- _PAGE EXTRACT_
Force majeure in the international commercial practice
In international commercial contracts it is common for the parties to include a force majeure clause. Although the definition of force majeure varies in different jurisdictions, it is possible to deduce a general notion of force majeure in the international practice from the examination of Art. 7.1.7 of the UNIDROIT Principles, Art. 79 of the United Nations Convention on Contracts for the International Sale of Goods and the International Chamber of Commerce Force Majeure Clause.
More specifically, force majeure can be defined as a supervening impediment not reasonably foreseeable by the parties at the time of the conclusion of the contract or of which the parties could not reasonably foresee or overcome the effects.
Normally, force majeure clauses list the events which the parties consider to be suitable for constituting force majeure, the provision of related remedies and the manner and time limits for the notification of the event by the party whose performance is prevented.
For instance, these clauses include, but are not limited to, acts of terrorism (threatened or actual), acts of war (declared, undeclared, threatened, actual or preparations for war), pandemic (particularly after the Covid-19 spread) or other natural disasters, or any other event that is beyond the parties’ reasonable control.
When an event described in the force majeure clause occurs, a party shall not be considered in breach of the contract if it fails to perform its contractual obligations during that time.
In the interpretation of an international contract, it is essential to verify whether the contract contains a force majeure clause, and which is its wording and thus its scope and extent. Also, reference must be made to the law applicable to the contract.
Force majeure under Italian law
The Italian Civil Code contains certain provisions in order to face the consequences in case of total or partial non-performance of a contractual obligation by a party upon the occurrence of acts, events or circumstances beyond its control.
Pursuant to art. 1218 (Liability of the obliged party) “an obliged party who does not exactly perform the obligation due is liable for damages, unless it proves that the non-performance or delay was due to impossibility of performance arising from a cause not imputable to it”. Moreover, art. 1256 (Permanent impossibility and temporary impossibility) provides that “an obligation is extinguished when its performance becomes impossible for a cause not imputable to the obliged party”.
It is then for the debtor to prove that the non-performance or the delay in performing was due to a cause not imputable to it. Where the impossibility is temporary, the exemption of the debtor from liability lasts for the entire duration of the impossibility.
Art. 1463 (Total impossibility) states that “in contracts with reciprocal obligations, the party released due to supervening impossibility of the performance owed cannot demand counter performance by the other party and must return what it has already received, in accordance with the rules concerning a claim for return of undue payment”.
Thus, in this case, supervening impossibility of the performance by one party leads to the release of the other party, who will also be entitled to receive back what it has already paid or given to the other party before the latter’s obligation became impossible.

- _TASK DETAILS_
In the force majeure text above, how long does the debtor's exemption from liability last when the impossibility is temporary?

- _STORED DATA_
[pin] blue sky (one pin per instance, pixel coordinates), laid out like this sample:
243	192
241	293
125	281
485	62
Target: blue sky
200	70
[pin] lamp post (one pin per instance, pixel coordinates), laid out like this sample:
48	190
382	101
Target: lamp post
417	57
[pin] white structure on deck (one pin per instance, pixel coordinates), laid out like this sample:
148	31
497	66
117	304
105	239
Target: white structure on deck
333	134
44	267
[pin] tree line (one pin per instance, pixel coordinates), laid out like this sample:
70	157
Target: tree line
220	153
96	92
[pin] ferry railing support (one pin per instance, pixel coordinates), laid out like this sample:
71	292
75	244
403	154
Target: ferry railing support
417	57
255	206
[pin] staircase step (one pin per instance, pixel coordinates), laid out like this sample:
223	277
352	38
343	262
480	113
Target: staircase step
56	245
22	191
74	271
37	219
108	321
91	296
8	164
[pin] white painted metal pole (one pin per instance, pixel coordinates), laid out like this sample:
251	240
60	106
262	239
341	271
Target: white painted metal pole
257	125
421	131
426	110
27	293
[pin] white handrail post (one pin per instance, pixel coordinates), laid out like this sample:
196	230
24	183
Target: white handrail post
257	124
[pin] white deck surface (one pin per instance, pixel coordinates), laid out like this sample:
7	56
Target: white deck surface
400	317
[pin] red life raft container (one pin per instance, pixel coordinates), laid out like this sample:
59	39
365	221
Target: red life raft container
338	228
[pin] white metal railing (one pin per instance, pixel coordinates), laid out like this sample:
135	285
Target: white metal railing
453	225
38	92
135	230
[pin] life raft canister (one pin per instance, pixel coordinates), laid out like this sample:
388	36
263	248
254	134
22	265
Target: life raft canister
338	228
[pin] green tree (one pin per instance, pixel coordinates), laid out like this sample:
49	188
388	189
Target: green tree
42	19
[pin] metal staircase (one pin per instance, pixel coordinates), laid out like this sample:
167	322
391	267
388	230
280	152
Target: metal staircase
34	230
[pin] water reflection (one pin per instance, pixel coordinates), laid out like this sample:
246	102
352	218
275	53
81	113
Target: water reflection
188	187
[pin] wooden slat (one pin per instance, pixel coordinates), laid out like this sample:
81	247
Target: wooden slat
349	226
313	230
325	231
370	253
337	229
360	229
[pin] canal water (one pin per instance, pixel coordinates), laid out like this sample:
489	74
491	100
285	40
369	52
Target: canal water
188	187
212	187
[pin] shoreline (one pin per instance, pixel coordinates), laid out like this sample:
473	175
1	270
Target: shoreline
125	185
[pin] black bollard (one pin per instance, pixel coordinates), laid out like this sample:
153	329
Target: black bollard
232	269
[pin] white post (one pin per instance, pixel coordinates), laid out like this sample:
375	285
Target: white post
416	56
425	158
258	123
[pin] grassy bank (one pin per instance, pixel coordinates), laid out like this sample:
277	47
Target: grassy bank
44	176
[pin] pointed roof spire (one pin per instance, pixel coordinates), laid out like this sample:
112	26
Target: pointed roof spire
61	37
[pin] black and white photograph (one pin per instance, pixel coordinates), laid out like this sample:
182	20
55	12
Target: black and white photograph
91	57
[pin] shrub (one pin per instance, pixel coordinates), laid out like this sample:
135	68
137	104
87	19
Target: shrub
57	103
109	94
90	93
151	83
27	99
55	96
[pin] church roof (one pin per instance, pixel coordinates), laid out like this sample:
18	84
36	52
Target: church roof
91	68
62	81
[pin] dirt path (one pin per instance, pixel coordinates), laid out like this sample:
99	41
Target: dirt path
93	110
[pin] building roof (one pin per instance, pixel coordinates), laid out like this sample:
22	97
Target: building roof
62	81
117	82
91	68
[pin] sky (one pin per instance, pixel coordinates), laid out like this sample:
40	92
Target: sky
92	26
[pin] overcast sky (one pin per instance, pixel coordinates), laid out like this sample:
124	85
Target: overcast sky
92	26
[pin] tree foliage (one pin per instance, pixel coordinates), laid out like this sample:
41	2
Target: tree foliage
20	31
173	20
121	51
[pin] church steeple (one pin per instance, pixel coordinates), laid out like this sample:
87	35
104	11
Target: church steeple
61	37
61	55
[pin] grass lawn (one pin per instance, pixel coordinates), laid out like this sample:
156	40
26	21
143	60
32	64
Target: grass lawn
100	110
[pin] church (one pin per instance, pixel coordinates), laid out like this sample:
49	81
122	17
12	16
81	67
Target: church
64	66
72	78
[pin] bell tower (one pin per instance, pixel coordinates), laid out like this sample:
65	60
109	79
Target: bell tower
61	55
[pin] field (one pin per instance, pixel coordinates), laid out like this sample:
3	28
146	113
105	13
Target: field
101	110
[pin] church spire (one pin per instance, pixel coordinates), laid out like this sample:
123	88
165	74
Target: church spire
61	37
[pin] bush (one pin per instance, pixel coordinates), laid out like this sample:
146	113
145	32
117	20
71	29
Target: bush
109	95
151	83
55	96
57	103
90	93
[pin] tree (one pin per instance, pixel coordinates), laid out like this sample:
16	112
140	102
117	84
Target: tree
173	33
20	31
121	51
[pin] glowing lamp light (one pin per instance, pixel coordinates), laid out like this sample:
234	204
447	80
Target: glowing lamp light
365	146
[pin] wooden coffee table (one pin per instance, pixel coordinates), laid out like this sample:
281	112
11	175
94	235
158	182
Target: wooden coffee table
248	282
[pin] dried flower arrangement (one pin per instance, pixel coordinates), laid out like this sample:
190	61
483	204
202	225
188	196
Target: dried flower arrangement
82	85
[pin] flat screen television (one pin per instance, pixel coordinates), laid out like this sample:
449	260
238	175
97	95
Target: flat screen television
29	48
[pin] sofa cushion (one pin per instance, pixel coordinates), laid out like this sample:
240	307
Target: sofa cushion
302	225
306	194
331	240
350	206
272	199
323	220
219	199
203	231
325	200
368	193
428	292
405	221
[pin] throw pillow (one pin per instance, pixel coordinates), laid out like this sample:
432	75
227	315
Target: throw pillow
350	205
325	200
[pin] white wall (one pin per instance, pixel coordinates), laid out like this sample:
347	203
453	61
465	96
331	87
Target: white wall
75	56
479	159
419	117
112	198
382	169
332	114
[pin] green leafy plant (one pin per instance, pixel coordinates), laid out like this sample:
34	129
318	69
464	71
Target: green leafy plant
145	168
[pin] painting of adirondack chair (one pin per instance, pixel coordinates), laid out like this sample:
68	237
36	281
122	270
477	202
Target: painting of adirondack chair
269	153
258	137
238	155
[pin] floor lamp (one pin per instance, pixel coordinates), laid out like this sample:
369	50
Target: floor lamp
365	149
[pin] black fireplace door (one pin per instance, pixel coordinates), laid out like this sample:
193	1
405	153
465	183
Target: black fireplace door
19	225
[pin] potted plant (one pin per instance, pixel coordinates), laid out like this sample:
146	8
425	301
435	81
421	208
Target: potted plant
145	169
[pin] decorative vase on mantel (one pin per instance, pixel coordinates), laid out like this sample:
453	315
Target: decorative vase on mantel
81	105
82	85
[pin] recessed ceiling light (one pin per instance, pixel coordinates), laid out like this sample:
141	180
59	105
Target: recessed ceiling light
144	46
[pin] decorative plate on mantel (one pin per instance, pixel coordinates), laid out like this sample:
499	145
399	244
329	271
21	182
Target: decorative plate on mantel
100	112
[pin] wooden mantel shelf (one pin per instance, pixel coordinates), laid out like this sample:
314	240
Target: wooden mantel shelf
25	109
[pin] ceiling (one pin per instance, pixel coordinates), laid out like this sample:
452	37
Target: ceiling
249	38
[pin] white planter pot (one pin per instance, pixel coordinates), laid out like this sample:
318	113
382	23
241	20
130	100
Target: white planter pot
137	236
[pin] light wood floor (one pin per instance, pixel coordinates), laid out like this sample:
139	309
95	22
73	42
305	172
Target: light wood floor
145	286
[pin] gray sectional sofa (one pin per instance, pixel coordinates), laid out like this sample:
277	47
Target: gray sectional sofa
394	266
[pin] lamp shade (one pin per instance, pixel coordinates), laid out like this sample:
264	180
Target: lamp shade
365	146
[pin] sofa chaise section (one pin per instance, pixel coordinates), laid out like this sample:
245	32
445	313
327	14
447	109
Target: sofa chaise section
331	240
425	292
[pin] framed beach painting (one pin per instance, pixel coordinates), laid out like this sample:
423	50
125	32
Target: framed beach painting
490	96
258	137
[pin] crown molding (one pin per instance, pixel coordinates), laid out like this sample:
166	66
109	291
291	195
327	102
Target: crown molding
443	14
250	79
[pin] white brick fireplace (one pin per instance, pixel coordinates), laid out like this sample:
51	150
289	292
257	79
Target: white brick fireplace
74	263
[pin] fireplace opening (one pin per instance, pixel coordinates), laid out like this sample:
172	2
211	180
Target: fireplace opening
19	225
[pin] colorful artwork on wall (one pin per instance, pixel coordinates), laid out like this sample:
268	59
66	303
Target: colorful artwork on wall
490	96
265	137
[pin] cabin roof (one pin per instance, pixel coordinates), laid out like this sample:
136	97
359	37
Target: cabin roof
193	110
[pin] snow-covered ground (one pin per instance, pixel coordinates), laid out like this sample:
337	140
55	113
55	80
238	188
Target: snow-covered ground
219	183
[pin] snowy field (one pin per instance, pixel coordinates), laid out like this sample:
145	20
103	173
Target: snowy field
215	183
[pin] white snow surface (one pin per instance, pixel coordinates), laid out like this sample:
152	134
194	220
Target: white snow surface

- _ANSWER FOR THE TASK_
For the entire duration of the impossibility.